WRITTEN PROBLEM -
Pictures do not belong in the copy, so please give every entry below again exactly.
--- Start of INFORMATION SHOWN ---
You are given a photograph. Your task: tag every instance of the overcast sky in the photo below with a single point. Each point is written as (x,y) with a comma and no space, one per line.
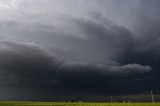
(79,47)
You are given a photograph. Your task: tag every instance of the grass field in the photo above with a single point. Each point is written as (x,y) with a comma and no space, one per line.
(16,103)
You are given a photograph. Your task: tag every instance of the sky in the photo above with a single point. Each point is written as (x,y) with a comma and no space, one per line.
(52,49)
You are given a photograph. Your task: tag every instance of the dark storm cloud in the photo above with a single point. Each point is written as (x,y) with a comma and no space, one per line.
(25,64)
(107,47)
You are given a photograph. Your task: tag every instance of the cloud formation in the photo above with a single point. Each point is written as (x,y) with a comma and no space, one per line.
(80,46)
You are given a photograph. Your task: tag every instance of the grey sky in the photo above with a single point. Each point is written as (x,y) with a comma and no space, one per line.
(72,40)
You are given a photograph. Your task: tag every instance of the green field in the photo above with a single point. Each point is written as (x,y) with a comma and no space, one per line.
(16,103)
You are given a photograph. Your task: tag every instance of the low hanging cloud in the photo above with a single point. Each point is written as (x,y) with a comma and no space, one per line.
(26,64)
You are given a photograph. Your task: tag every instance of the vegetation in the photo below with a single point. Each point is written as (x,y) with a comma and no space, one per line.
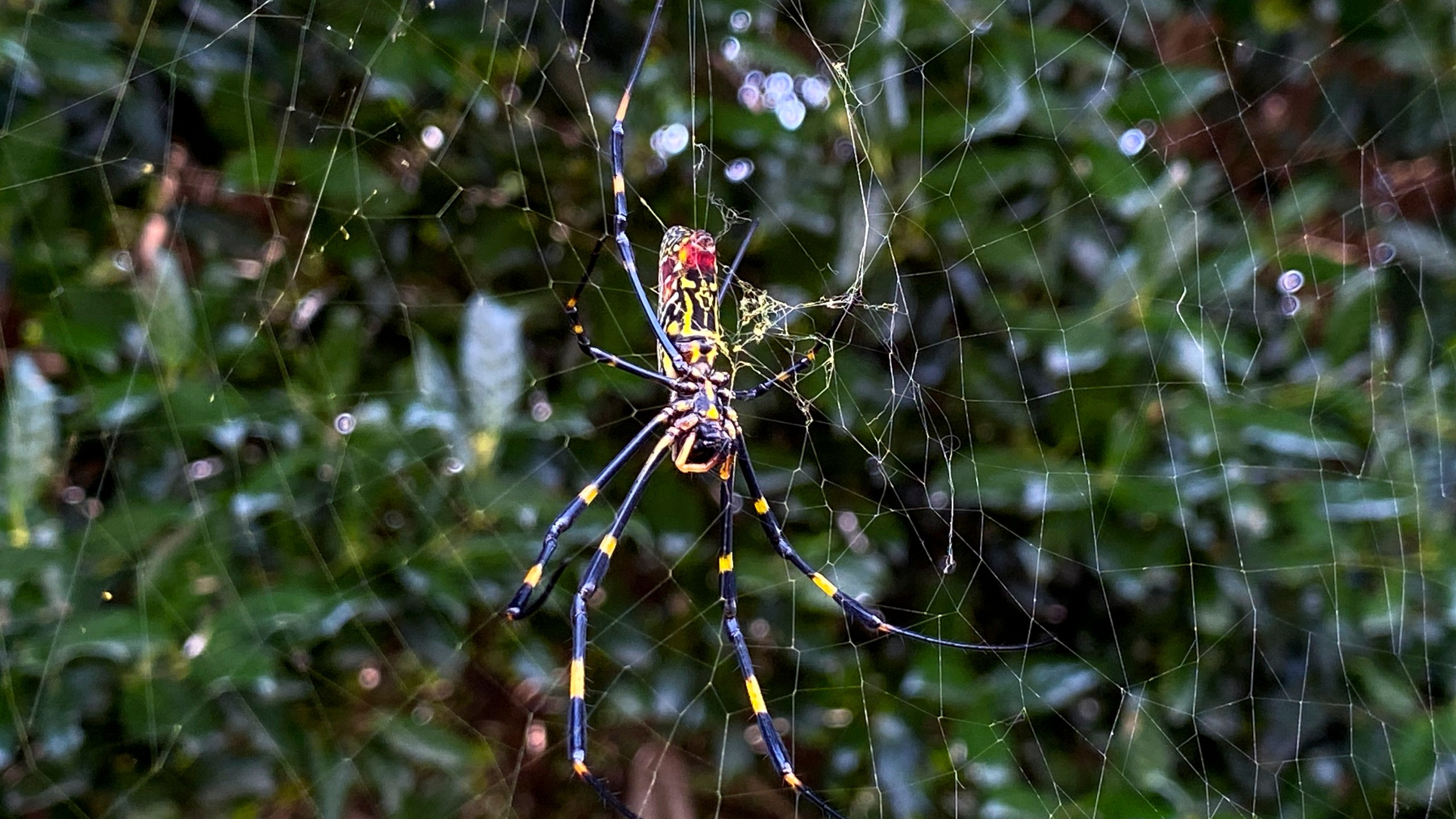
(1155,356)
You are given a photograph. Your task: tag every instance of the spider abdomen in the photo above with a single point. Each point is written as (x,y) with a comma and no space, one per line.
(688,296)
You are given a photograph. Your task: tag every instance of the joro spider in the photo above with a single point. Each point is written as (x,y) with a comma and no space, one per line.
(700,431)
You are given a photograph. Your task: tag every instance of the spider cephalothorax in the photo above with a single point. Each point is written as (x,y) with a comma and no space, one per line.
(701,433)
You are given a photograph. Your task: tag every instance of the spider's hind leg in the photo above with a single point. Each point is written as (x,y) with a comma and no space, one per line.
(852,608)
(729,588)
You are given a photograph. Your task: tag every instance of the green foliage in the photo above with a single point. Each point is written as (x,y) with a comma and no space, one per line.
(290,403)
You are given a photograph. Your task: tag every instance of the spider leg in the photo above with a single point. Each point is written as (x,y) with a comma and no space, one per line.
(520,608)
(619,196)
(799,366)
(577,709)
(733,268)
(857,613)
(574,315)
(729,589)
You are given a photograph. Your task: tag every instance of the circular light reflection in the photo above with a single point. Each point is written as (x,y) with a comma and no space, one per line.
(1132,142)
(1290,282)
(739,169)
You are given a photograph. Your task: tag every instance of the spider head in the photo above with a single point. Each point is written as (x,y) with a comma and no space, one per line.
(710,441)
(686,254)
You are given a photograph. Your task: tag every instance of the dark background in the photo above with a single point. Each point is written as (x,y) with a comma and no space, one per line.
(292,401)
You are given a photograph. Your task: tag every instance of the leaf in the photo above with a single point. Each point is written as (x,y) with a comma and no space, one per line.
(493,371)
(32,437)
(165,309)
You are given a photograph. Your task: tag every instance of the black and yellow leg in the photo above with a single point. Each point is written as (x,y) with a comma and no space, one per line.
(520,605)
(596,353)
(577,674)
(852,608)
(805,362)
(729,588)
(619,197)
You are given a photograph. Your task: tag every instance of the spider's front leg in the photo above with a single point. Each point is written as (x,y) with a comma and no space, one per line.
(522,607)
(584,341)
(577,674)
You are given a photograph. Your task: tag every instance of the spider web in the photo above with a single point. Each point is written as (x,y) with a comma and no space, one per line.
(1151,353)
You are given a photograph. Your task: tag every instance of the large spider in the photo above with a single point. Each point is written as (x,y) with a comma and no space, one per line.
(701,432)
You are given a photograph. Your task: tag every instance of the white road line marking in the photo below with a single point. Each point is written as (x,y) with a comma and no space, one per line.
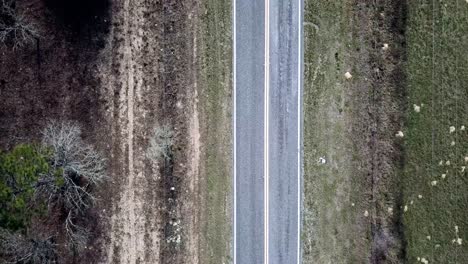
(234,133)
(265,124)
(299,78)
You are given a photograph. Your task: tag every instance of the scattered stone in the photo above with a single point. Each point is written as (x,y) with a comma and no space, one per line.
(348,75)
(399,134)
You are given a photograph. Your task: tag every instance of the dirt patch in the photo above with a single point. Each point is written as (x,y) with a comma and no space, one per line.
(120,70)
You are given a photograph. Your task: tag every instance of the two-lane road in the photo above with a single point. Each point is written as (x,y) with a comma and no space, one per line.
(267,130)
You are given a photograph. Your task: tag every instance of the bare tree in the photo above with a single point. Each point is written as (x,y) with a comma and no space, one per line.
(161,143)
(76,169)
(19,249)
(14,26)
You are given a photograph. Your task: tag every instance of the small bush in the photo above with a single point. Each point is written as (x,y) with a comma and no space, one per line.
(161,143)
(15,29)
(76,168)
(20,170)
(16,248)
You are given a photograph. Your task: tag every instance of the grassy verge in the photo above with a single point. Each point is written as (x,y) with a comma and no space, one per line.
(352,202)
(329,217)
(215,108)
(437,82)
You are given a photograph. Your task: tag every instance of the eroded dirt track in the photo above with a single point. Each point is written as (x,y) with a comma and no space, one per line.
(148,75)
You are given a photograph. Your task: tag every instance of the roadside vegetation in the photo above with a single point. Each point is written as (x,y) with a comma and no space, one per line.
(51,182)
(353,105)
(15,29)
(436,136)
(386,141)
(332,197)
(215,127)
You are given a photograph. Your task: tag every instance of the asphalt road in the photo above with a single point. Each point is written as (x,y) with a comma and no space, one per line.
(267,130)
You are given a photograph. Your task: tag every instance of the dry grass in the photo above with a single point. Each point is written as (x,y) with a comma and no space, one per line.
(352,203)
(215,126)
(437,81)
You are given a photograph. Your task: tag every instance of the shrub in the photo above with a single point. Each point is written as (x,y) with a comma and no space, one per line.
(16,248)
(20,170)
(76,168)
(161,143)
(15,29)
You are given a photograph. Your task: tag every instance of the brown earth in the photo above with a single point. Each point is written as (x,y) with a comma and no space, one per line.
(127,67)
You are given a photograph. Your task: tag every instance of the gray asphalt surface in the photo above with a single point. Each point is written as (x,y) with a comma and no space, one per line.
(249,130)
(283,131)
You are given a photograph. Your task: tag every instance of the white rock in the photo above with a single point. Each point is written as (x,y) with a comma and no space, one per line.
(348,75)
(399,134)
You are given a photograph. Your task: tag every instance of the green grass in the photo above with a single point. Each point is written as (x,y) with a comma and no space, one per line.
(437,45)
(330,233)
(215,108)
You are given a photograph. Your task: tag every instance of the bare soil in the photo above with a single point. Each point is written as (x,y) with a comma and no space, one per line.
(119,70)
--- End of INFORMATION SHOWN ---
WRITTEN RESPONSE -
You are given a photograph. Your task: tag every instance of the overcast sky in the photo below with a single point. Each point is written as (x,y) with a comma and no space, one per line.
(79,47)
You are given a photograph. Your task: tag every instance of the grass field in the photo above with a single point. Each point is written as (x,y) with a comma and no space, one per line.
(16,103)
You are given a photograph. Your task: tag every instance of the sky in the photo above with a single point. Each point is written as (x,y) with a comma and no space, one per line.
(52,49)
You are given a photograph. Your task: tag every instance of the dark storm cloud in the photo above with a single point. Each point is written as (x,y) with a comma and no space, one per line.
(25,64)
(107,47)
You are given a photograph. Your task: tag every instance of the cloud formation in the photo above with a single point. Each point is written as (x,y) with a comma and no space, one per line.
(80,46)
You are given a photograph. Your task: tag every instance of the grey sky in the photo above with a single point. Each point is written as (x,y) with a comma and no space, one per line.
(72,40)
You are given a photograph. Your task: tag every instance of the green field in the photo above with a single point. Each point is written as (x,y) with a comma and no space, one per line.
(16,103)
You are given a photograph. Your task: tag every instance of the low hanging cloud in the photo above with a single point. Each point is written as (x,y) with a comma and no space, one per line.
(26,64)
You are given a photograph. Your task: tag every instance of the vegetation in the photo below with a single point. Each point is written as (x,y) with a comma and no space, one per line.
(1155,356)
You are given a photograph. Your task: tag every instance of the spider abdomen in the photo above with a single point. Each point is written as (x,y) with a comma and no space, one per line.
(688,296)
You are given a photograph. Your task: tag every instance of the joro spider in the photo above with a single point. Each point is written as (x,y) with a comma and no space, one per line.
(700,431)
You are given a photograph. Your task: tag every instance of the spider cephalothorax in the photo above with a single point. Each point is written as (x,y) with a comma and no space, one per line.
(701,433)
You are given a photograph. Your task: tag every instance of the spider's hind leg in the photo above with a single point. Each point is written as (x,y) with a comma and no space, one per line.
(852,608)
(729,588)
You are given a photograph. Your task: tag every instance of the green foliage in the photo above with a single point. Each point is written as (x,y) with a comma and no space, one per line.
(290,403)
You are given a photograph. Your task: tag every instance of the spider leg in the photo above with a single point. Each point is written as (x,y) with a comma and no space, one per line.
(520,608)
(619,196)
(799,366)
(577,709)
(733,268)
(857,613)
(574,315)
(729,589)
You are given a photograph. Your task: tag every instance of the circular light reflection in the photo above with a single point. Each point is written as (x,y) with a comma and no space, one per line.
(1132,142)
(1290,282)
(739,169)
You are given a photograph. Your task: tag every instance of the spider head in the photo above with a single point. Each point is written as (x,y) with a comma and no space, one per line.
(710,441)
(686,254)
You are given a photograph. Your task: tag every instance of the dark background in the photo above with a single point. Each point is written as (x,y) with a comma and no space, one per line.
(292,401)
You are given a photograph. Your task: tag every instance of the leaf in the photo above with a single point. Each point is written as (x,y) with a comma and no space, one per line.
(493,371)
(32,437)
(165,309)
You are given a photograph. Your task: tag every instance of the black and yellow leg in the photo above with a single point. Each point is written as (x,y) with a comma and no space, one per line.
(520,605)
(596,353)
(577,674)
(852,608)
(805,362)
(729,588)
(619,197)
You are given a photograph. Your task: tag every instance of the spider's front leg in the photo above with a single point. Each point is written as (x,y) with a comma and no space, one per line.
(522,607)
(584,341)
(577,674)
You are given a photograph. Your task: tag every instance of the spider web in the photo above with a single point. Each point is written as (x,y) with a comma and no space, one per line.
(1151,353)
You are given a photograph. Your task: tag every instance of the large spider in the photo above with a single point. Each point is written as (x,y) with a comma and no space, one per line.
(701,432)
You are given a photograph. Your task: tag every instance of the white road line marking in the photo below with a single point. Each point is written as (x,y) with a comma and no space, one per line.
(234,133)
(265,124)
(299,78)
You are given a photograph. Your task: tag every instance of the scattered stone in the photo above with a single point. Each point is written as (x,y) with a comma and no space, one per line.
(348,75)
(399,134)
You are given a photograph. Your task: tag every instance of the dirt patch in the photo above with a single point. Each point is written as (x,y) with a comma and no space, one per line.
(120,70)
You are given a photograph. Your task: tag every instance of the two-lane road in the photo above with a single point. Each point is written as (x,y) with a comma and no space, one per line.
(267,130)
You are given a photograph. Your task: tag every instance of the bare tree in the photo above with a single point. Each point is written as (x,y) with a comma and no space, one per line.
(161,143)
(76,169)
(19,249)
(14,26)
You are given a photograph. Your task: tag every instance of the small bush in the photo above with a single point. Each point is written as (x,y) with a comma and no space, one per line.
(161,143)
(15,29)
(76,168)
(20,170)
(16,248)
You are given a photograph. Your task: tag every instance of the grassy verge in the photo above with a single point. Each point is written as (x,y) with a comma and no space, one per line.
(352,202)
(329,217)
(215,108)
(437,82)
You are given a photograph. Your task: tag every instance of the eroded dirt track in the photo above with a single point. Each point is written as (x,y) with a comma and no space, one per line.
(148,75)
You are given a photograph. Your task: tag every instance of the roadside vegetation in the photo above with a single point. Each point is written as (x,y) with a comma and no space, one per line.
(51,182)
(353,105)
(15,29)
(436,136)
(386,141)
(332,197)
(215,127)
You are given a photograph. Your task: tag every instance of the asphalt road in the photo above with a single point. Each point is written as (x,y) with a comma and no space, one per line.
(267,130)
You are given a photograph. Your task: tag every instance of the dry grass in the photo above with a single point. Each point is written as (x,y) with a comma and no space, one per line.
(352,203)
(215,126)
(437,81)
You are given a photograph. Your task: tag every instance of the shrub in the photo above with a single point. Each point is written as (x,y) with a comma and no space, one per line.
(16,248)
(20,170)
(76,168)
(161,143)
(15,29)
You are given a photograph. Your task: tag every instance of the brown earth in the photo above with a single point. Each point is written as (x,y) with a comma and no space, one per line.
(127,67)
You are given a photograph. Your task: tag every instance of the gray asphalt surface in the photo above with a single point. Each point is written as (x,y) with a comma and no space, one per line.
(249,130)
(283,131)
You are given a photograph. Your task: tag every instance of the white rock in the photo above with a single point. Each point is written as (x,y) with a comma and no space, one per line.
(348,75)
(399,134)
You are given a photograph. Your task: tag every instance of the green grass in the photo above with a single point. Each point is written as (x,y) with a comma and no space, one per line.
(437,45)
(330,233)
(215,108)
You are given a photograph. Your task: tag every instance of the bare soil in the photo above with a single point. Each point is written as (x,y) with a comma and no space, one per line.
(119,70)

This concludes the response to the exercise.